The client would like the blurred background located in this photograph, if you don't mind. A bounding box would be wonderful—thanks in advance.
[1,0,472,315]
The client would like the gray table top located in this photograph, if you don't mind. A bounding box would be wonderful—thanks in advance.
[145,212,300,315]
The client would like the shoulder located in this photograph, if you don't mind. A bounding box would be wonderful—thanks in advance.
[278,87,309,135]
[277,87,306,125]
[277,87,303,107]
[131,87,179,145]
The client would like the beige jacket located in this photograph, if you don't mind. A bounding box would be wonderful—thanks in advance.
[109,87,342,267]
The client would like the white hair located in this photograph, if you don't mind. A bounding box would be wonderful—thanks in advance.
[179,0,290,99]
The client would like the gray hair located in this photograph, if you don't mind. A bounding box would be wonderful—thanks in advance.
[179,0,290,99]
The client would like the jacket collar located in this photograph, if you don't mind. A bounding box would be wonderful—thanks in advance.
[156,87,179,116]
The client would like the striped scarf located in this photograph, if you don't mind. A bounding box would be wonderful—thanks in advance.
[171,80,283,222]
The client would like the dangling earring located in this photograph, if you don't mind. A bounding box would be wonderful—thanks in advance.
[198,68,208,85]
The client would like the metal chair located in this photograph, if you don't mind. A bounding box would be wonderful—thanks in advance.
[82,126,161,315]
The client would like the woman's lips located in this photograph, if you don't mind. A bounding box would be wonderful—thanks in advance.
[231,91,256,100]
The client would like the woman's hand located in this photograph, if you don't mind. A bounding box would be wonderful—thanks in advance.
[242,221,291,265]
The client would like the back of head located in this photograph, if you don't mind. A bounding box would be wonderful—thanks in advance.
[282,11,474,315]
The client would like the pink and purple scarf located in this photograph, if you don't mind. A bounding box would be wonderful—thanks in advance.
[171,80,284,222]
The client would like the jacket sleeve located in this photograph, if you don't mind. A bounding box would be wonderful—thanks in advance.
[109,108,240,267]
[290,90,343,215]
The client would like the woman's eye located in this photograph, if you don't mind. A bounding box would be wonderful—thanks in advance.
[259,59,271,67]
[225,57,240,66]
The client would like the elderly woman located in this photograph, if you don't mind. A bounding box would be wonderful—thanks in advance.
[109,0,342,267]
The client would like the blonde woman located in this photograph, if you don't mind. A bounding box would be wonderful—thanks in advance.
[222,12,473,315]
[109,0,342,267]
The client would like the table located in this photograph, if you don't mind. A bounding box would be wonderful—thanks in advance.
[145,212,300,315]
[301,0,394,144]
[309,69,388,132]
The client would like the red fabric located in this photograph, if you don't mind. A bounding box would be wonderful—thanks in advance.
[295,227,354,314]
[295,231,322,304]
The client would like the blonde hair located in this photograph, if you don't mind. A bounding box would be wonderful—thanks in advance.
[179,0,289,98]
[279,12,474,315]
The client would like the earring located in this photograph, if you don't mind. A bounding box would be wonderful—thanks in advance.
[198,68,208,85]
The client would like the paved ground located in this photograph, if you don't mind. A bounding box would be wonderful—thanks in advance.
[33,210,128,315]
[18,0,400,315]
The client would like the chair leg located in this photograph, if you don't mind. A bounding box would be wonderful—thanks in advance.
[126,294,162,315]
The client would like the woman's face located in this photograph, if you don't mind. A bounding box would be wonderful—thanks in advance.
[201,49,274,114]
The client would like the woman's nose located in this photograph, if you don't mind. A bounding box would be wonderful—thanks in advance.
*****
-- What needs to be done --
Each line of the data is to be output exactly, with none skipped.

-- Written response --
The client would like the blurred background located in this photograph, if you don't mind. A bounding box would be wonderful—thanks in advance.
[1,0,472,315]
The client would like the gray table top located in this photograph, if you don't mind. A bounding box would be wonderful—thanks in advance.
[145,212,300,315]
The client would like the shoulder located in this photograph, if you don't mind. A bounding box would be wonderful—thanks in advance.
[278,87,309,135]
[277,87,306,125]
[277,87,303,107]
[131,87,179,145]
The client would like the beige jacket located in this photograph, if you don't mind. A bounding box would be wonderful—thanks in advance.
[109,87,342,267]
The client would like the white hair located in this photograph, if you don't mind. A bounding box would be wonderful—thanks in advance.
[179,0,290,99]
The client would like the gray hair located in this photograph, if you don't mind. A bounding box would be wonderful—thanks in advance.
[179,0,290,99]
The client would like the jacket collar located in this photograph, if you don't mind. A bounding box would be wonderful—thanks in advance.
[156,87,179,116]
The client would like the striped scarf located in this photograph, if you don't mind. A bounding box would be wonderful—thanks in advance.
[171,80,283,222]
The client would like the dangling earring located in this photograph, if you don't mind. A bounding box would be wonderful—thanks in advance.
[198,68,208,85]
The client would like the metal chair located in this photograph, if you don't mind. A bounding box would be wonderful—thanks in advance.
[82,126,161,315]
The client would like the woman's lips located in this photograph, if you don't mind. A bounding box would be wonderful—thanks in advance.
[231,91,256,100]
The client would like the woman's hand located in this photograph, if you don't mind. A bounding box would be wonderful—thanks in advance.
[242,221,291,265]
The client would like the back of head located in this photograph, if you don't mind. A bounding box would be wonderful—thanks in advance.
[282,11,474,315]
The client would like the pink and purple scarf located in this photograph, if you don't mind. A bounding box would be wonderful—thanks in advance.
[171,80,284,222]
The client would like the jacket sleeve located in this photograph, if you don't mind. A bounding box would be wonderful—thanks in advance.
[109,108,240,267]
[290,90,343,215]
The client would like the woman's eye located in this photograph, if you don't mind. A bounding box would be wonderful—thanks in advance.
[259,59,271,67]
[225,57,240,66]
The client would like the elderly woman located in this photograph, if you don't mind. A bounding box would be wonderful—thanks in advance.
[109,0,342,267]
The client would like the blonde woman located in this photograph, if you don't mind. A bounding box would be wonderful—thanks in advance.
[222,12,473,315]
[109,0,342,267]
The client would like the table located in this photograph, if you don't mind. A bounding box would be wonderful—thanks in advance.
[145,212,300,315]
[301,0,394,144]
[309,69,388,132]
The client would like the red fabric located in this photograph, if you don't mind. A bounding box would be wonderful—thanks in advance.
[295,227,354,314]
[295,231,322,304]
The client would like the blonde hair located in this photograph, if you don't mind. A bounding box would be wonderful—thanks in advance.
[179,0,289,98]
[279,12,474,315]
The client would like the earring located in this photograph, if you don't mind. A bounding box would be wonderful—thanks in advance.
[198,68,208,85]
The client would like the paved ground located in this photograph, if you don't mind. A bounding box would be wonderful—thanks in advance.
[33,210,128,315]
[18,0,400,315]
The client would like the chair leg located in this photograph, if you don't mind. A bounding box would be wonderful—thanks in advance.
[126,294,162,315]
The client would like the woman's face located in this photograph, if you don't mind. A bounding box would be wonderful—thanks in advance.
[201,49,274,114]
The client would like the woman's nose located in this photograph, if you don't mind. A bounding box would be wonderful—thanks in advance.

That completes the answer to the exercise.